Data entries:
_ _ _ _ _ _ _

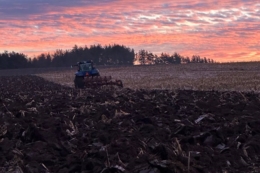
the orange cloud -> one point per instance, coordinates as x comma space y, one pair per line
224, 31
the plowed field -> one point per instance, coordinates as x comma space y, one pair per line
45, 127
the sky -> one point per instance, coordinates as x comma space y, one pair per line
223, 30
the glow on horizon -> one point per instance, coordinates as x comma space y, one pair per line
224, 31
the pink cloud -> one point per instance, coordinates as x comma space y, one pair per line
224, 31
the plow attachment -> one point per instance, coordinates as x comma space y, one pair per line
97, 81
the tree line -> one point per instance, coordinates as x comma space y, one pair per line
107, 55
144, 57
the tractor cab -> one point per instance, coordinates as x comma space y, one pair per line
86, 68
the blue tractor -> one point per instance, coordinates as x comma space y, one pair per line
88, 76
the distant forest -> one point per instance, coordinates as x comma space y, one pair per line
107, 55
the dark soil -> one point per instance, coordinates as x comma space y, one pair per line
45, 127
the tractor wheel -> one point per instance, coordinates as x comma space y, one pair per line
78, 81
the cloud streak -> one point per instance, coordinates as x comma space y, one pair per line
223, 30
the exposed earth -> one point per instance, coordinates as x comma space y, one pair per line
46, 127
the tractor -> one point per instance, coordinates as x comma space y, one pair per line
88, 76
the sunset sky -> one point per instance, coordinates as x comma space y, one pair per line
223, 30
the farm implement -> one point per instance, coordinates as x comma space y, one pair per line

_ _ _ _ _ _ _

INSTRUCTIONS FOR THE TASK —
What is needed is a word-for-word copy of the data above, free of any images.

REPLY TO THE EXERCISE —
the orange cloud -> one point per instance, coordinates as x comma space y, one pair per line
224, 31
the plowed field -> one point per instance, coordinates as x comma space y, one pair per line
45, 127
the sky -> one point per instance, coordinates as x comma space y, one pair per line
223, 30
the glow on horizon -> one point per instance, coordinates as x comma space y, one pair per line
224, 31
the pink cloud -> one point per instance, coordinates as x comma space y, one pair per line
224, 31
the plow attachment -> one point per instance, coordinates as x comma space y, one pair per line
97, 81
the tree line -> one point per instance, coordinates as x comma space y, one pair per line
107, 55
144, 57
the tractor cab -> one point per instance, coordinates as x comma space y, one pair per line
86, 68
the blue tractor -> one point per instance, coordinates as x comma space y, one pair per line
88, 76
the distant forest -> one point per instance, coordinates as x comma space y, one pair per line
107, 55
the dark soil -> one point per instance, coordinates as x comma space y, one pair per line
45, 127
the tractor wheel -> one point per instance, coordinates as x comma space y, one pair per line
78, 81
the cloud streak -> one point per instance, coordinates as x comma space y, one pair per line
223, 30
the exposed earth -> one point per instance, coordinates as x comma space y, one pair per line
46, 127
the tractor -> one point per instance, coordinates as x comma space y, one pair per line
88, 76
the sunset sky -> one point per instance, coordinates as x comma space y, one pair per line
223, 30
the farm implement -> one point per instance, coordinates as x comma space y, one pair per line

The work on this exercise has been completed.